Look through the data below, and copy each line that carries the word "orange".
((
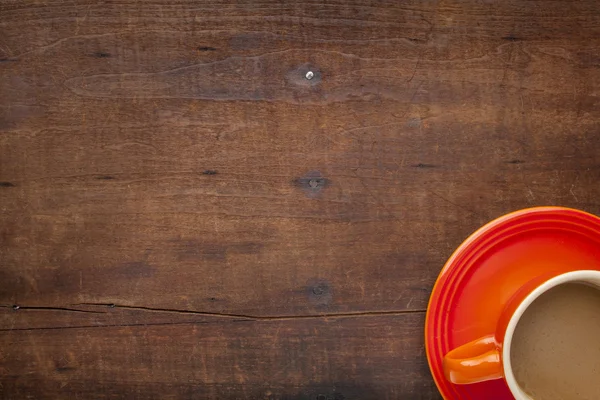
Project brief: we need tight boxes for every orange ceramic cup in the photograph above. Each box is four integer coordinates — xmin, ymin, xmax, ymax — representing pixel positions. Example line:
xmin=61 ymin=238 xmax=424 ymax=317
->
xmin=442 ymin=270 xmax=600 ymax=399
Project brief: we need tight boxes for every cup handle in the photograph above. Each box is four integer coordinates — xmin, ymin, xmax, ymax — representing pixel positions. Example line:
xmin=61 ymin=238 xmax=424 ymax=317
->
xmin=442 ymin=335 xmax=503 ymax=384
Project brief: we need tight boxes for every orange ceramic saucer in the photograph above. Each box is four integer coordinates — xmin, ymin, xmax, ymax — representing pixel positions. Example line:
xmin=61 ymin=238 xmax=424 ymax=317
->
xmin=425 ymin=207 xmax=600 ymax=400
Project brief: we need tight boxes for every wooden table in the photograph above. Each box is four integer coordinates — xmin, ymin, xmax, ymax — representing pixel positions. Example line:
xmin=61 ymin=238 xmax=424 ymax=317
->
xmin=1 ymin=1 xmax=600 ymax=398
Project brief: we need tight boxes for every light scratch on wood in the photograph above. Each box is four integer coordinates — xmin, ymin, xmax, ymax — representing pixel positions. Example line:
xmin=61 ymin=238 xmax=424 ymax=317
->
xmin=570 ymin=184 xmax=579 ymax=202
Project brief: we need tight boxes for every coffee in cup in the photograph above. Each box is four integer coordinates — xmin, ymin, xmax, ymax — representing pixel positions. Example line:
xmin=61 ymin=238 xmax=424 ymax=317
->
xmin=511 ymin=282 xmax=600 ymax=399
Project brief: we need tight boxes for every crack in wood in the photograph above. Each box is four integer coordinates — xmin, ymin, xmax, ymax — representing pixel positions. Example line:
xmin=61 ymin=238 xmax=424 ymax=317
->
xmin=1 ymin=305 xmax=105 ymax=314
xmin=74 ymin=302 xmax=426 ymax=320
xmin=1 ymin=303 xmax=426 ymax=331
xmin=0 ymin=321 xmax=218 ymax=332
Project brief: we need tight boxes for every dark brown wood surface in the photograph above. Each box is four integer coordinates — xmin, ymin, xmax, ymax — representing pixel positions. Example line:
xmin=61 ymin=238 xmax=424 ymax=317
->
xmin=1 ymin=0 xmax=600 ymax=398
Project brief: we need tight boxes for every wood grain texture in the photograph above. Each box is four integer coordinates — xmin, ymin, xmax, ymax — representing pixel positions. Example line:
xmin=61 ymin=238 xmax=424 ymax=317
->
xmin=1 ymin=0 xmax=600 ymax=398
xmin=0 ymin=312 xmax=434 ymax=399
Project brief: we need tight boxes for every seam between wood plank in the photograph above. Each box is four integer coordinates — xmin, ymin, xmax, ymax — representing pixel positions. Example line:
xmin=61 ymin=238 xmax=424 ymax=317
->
xmin=73 ymin=303 xmax=427 ymax=320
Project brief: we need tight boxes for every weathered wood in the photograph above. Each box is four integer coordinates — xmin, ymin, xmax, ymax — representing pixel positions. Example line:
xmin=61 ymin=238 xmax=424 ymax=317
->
xmin=0 ymin=313 xmax=436 ymax=400
xmin=1 ymin=0 xmax=600 ymax=398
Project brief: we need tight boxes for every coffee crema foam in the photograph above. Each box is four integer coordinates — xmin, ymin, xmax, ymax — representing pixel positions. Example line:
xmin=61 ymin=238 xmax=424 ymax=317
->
xmin=511 ymin=283 xmax=600 ymax=400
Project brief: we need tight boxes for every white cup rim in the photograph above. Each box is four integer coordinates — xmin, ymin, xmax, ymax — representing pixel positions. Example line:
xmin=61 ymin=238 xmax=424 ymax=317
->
xmin=503 ymin=270 xmax=600 ymax=399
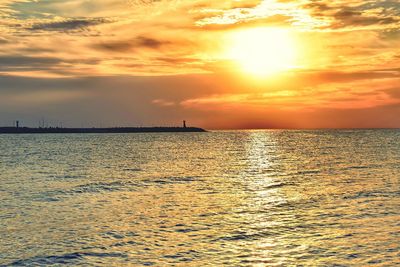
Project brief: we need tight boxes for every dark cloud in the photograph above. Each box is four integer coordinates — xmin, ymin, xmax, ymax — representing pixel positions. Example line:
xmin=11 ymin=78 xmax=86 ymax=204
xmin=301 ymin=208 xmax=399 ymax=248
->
xmin=278 ymin=69 xmax=400 ymax=89
xmin=334 ymin=9 xmax=361 ymax=18
xmin=155 ymin=57 xmax=198 ymax=64
xmin=382 ymin=29 xmax=400 ymax=40
xmin=331 ymin=8 xmax=398 ymax=28
xmin=302 ymin=0 xmax=400 ymax=29
xmin=0 ymin=55 xmax=99 ymax=74
xmin=18 ymin=47 xmax=56 ymax=53
xmin=92 ymin=36 xmax=170 ymax=52
xmin=92 ymin=40 xmax=134 ymax=52
xmin=383 ymin=87 xmax=400 ymax=99
xmin=29 ymin=18 xmax=110 ymax=32
xmin=0 ymin=55 xmax=100 ymax=66
xmin=303 ymin=1 xmax=334 ymax=14
xmin=0 ymin=55 xmax=61 ymax=67
xmin=313 ymin=69 xmax=400 ymax=82
xmin=0 ymin=38 xmax=8 ymax=44
xmin=136 ymin=37 xmax=167 ymax=48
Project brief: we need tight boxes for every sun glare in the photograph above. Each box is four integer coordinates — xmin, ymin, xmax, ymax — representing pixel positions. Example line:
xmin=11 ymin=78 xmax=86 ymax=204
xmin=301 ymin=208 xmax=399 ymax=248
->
))
## SOLUTION FOR THIS PROBLEM
Project brief: we need tight boxes for every orange ceramic cup in the photograph above. Each box is four integer coordinates — xmin, ymin, xmax, ymax — representing pixel positions. Example line:
Project brief: we need tight boxes for every orange ceramic saucer in the photograph above. Each box is four integer coordinates — xmin, ymin, xmax, ymax — representing pixel positions. Example line:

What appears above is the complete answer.